- **Set problem**:
Count the lines below that contain the string "wing", treating uppercase and lowercase as different, and give only that number.

- **Record list**:
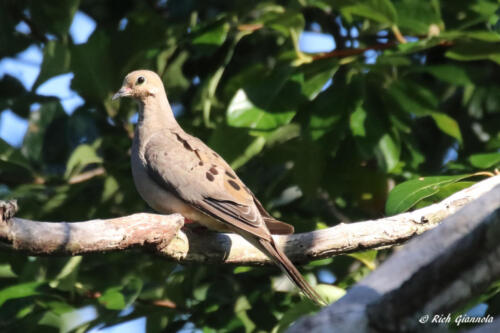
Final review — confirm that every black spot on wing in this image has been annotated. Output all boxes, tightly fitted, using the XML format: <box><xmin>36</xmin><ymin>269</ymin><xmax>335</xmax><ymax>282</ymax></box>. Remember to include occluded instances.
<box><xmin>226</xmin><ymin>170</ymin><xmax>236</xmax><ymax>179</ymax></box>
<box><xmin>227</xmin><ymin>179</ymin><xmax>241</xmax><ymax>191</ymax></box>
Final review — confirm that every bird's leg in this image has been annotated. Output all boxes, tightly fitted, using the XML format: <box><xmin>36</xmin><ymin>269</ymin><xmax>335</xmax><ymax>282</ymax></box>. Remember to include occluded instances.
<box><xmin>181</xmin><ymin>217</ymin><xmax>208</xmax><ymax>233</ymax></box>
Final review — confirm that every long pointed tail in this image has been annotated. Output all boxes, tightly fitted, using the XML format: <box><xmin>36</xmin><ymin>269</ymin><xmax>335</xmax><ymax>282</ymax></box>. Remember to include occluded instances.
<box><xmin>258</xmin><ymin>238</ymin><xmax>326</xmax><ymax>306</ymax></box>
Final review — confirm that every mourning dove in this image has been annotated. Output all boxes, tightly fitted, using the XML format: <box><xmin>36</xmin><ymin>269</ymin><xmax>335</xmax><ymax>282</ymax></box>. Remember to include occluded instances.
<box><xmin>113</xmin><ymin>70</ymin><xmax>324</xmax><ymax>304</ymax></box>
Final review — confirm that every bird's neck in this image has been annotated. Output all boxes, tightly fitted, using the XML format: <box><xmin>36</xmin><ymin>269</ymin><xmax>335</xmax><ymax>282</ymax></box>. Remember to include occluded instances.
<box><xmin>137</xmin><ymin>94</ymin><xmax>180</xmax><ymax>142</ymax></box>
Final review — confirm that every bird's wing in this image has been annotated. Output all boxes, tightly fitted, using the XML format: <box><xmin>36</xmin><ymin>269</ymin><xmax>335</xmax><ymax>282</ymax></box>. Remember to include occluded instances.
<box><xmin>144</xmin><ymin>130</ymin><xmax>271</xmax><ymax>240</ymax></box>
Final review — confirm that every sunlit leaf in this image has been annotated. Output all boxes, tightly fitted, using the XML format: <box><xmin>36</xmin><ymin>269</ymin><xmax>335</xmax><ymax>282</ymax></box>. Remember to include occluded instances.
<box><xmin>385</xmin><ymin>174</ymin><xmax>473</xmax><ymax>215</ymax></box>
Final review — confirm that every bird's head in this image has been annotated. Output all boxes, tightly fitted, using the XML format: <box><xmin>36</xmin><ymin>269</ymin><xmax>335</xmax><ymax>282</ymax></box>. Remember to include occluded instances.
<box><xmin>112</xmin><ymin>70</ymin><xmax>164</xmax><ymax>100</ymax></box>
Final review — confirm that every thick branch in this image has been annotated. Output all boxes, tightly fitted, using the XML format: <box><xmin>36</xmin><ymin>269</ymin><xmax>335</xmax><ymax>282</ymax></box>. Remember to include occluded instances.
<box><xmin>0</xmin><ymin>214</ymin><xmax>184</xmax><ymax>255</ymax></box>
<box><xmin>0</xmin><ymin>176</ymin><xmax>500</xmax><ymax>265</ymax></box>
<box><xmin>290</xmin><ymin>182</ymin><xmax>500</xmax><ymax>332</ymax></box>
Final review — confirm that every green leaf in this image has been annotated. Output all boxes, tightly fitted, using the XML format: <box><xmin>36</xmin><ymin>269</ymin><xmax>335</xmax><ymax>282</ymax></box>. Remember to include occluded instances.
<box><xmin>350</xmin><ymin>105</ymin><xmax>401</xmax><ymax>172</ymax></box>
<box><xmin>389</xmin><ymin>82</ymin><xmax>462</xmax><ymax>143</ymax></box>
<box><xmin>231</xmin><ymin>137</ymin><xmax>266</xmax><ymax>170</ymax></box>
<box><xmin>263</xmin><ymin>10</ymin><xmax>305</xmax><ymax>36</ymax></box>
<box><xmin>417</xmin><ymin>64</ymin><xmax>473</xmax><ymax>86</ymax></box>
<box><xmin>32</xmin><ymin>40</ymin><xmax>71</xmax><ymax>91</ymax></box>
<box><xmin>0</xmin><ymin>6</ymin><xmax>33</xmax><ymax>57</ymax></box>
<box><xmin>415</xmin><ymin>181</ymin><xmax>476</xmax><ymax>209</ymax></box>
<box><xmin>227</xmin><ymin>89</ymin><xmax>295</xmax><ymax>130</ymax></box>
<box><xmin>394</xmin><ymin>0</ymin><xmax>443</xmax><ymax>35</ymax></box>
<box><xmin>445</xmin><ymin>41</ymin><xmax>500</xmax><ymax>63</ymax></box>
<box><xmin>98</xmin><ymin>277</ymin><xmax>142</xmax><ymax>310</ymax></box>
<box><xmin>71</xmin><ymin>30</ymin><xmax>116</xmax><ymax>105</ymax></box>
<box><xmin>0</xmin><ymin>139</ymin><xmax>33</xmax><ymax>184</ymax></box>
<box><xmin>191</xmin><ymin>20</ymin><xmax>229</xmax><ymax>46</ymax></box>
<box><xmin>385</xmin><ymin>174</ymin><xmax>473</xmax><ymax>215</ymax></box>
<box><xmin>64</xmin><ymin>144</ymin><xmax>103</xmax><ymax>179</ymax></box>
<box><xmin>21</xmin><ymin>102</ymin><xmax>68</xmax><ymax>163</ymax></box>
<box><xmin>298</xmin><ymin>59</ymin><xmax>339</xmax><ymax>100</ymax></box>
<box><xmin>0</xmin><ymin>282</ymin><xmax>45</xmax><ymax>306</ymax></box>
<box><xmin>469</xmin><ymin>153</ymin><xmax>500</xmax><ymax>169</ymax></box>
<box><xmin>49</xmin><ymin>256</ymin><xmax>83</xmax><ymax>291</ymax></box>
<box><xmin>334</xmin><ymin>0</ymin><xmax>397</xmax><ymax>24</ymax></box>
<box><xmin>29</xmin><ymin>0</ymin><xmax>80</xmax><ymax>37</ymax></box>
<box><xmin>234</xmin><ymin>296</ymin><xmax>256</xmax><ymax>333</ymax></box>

- **Full solution**:
2